→ Given passage:
------------------------------------------------

Do you have any graphs of how heap usage varies over time? It seems like something uses up a lot of heap, leading to long GC. Heap usage however currently seem to be low and all seems fine as far as I can tell. I have however never used the SQL plugin you have installed so have no idea how this affects heap usage.


(chitender kumar) #5

generally, we do not face any issue during normal operation.

we are using elastic node with Hadoop clusters to store the output of jobs which were executed on 1 0r 2 TB of data. and also we do not face this issue on daily basis. it comes once in 7 or 8 days.

I suspect issue due to JAVA opts arguments for garbage collector.

-XX:+UseParNewGC -XX:+UseConcMarkSweepGC -XX:CMSInitiatingOccupancyFraction=75 -XX:+UseCMSInitiatingOccupancyOnly -XX:+HeapDumpOnOutOfMemoryError -XX:+DisableExplicitGC

openJDK 1.8 is used.

------------------------------------------------

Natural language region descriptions
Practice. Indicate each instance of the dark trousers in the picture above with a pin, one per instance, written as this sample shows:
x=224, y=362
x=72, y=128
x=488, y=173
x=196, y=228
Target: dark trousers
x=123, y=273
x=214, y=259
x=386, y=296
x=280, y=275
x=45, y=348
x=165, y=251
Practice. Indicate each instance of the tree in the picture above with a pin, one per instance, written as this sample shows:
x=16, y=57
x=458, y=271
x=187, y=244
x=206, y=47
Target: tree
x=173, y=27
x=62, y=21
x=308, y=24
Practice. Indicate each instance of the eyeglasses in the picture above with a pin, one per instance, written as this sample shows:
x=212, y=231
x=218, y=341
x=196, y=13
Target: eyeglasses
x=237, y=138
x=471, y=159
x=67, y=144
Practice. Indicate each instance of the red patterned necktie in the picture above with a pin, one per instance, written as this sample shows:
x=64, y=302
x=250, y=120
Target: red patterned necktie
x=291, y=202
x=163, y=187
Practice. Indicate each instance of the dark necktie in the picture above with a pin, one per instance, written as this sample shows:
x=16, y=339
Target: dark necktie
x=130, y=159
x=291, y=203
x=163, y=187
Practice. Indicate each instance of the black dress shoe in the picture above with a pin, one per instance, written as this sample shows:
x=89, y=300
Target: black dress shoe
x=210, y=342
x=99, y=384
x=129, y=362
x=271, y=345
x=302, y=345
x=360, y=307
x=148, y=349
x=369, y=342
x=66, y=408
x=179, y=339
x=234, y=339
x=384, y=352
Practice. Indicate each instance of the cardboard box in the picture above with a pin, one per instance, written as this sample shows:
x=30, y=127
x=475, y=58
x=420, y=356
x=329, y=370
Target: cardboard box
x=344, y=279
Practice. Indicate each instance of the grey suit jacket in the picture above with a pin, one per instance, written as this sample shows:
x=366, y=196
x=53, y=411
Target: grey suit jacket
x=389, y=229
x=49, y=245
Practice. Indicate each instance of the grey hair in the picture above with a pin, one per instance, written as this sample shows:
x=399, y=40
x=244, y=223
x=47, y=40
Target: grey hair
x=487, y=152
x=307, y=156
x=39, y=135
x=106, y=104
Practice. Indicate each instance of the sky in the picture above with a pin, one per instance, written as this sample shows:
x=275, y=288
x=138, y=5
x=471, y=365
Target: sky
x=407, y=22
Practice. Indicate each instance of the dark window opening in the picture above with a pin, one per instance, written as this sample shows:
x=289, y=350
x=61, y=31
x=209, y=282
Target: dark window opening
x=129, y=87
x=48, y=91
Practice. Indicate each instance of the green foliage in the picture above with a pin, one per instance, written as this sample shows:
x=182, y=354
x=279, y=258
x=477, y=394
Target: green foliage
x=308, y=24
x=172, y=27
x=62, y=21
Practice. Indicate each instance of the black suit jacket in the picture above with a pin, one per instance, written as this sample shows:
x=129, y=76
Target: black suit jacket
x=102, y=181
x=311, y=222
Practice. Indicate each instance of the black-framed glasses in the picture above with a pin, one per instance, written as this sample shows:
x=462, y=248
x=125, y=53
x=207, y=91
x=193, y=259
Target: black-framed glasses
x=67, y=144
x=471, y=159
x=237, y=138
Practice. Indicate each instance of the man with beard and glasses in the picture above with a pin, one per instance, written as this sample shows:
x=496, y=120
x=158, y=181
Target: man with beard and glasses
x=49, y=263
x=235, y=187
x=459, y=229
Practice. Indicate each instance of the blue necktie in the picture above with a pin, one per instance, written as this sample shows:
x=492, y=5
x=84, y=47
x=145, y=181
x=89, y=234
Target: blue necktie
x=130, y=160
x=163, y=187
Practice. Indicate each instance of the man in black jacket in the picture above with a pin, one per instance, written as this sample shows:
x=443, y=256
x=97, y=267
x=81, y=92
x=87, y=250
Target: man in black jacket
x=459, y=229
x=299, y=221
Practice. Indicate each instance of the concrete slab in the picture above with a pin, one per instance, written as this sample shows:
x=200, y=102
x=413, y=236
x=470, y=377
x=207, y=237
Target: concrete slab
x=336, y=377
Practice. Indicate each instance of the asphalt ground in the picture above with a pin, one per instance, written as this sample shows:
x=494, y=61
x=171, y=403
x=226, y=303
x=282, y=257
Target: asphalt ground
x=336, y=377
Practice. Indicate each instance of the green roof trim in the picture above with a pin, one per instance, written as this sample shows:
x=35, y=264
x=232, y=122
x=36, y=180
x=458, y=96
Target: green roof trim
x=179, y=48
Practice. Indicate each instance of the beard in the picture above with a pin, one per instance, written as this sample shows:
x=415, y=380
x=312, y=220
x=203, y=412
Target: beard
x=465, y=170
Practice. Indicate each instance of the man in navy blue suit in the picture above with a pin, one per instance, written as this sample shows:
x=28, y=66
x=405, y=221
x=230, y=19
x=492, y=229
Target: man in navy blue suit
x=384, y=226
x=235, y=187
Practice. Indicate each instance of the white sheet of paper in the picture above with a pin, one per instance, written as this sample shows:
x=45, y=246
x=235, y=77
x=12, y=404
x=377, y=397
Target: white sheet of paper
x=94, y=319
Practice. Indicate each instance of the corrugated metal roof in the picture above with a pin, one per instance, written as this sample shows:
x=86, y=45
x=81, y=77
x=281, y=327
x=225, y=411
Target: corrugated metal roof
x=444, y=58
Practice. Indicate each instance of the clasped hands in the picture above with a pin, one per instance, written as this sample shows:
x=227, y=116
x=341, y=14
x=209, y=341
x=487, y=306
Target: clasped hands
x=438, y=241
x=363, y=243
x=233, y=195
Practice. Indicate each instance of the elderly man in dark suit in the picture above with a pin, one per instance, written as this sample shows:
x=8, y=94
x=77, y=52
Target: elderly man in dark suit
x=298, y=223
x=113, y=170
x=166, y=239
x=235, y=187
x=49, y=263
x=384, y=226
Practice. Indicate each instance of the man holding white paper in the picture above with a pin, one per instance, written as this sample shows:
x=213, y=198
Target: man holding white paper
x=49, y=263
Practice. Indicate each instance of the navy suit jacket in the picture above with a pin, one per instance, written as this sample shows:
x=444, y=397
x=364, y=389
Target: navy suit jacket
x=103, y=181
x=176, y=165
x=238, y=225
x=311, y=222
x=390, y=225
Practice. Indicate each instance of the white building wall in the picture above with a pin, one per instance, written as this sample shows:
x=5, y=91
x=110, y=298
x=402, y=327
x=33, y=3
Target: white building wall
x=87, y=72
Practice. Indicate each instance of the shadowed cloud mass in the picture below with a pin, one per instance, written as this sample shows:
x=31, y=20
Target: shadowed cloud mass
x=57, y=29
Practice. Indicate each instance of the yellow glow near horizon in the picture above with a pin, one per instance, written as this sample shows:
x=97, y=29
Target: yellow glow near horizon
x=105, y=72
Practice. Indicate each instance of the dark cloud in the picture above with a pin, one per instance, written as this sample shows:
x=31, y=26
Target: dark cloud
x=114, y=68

------------------------------------------------

→ Task list:
- a) Print the part of the forum thread on heap usage and garbage collection from "generally, we do" up to and including "7 or 8 days.".
- b) Using the forum thread on heap usage and garbage collection, answer these questions:
(i) Which Java version is used?
(ii) How often does the issue occur?
(iii) What value is given for CMSInitiatingOccupancyFraction?
- c) Continue the forum thread on heap usage and garbage collection from the point where it stops.

→ Responses by item number:
- a)
generally, we do not face any issue during normal operation.

we are using elastic node with Hadoop clusters to store the output of jobs which were executed on 1 0r 2 TB of data. and also we do not face this issue on daily basis. it comes once in 7 or 8 days.

- b)
(i) OpenJDK 1.8.
(ii) Once every 7 or 8 days.
(iii) 75.

- c)
(chitender kumar) #6

I am preparing the bash script to gather the heap usage of all nodes. let me know what are parameters I should consider for analysing the heap usage.


(Christian Dahlqvist) #7

It would be interesting to see how it develops over time, so I would recommend installing monitoring. Based on the point in time stats you provided it looks fine.


(system) #8

This topic was automatically closed 28 days after the last reply. New replies are no longer allowed.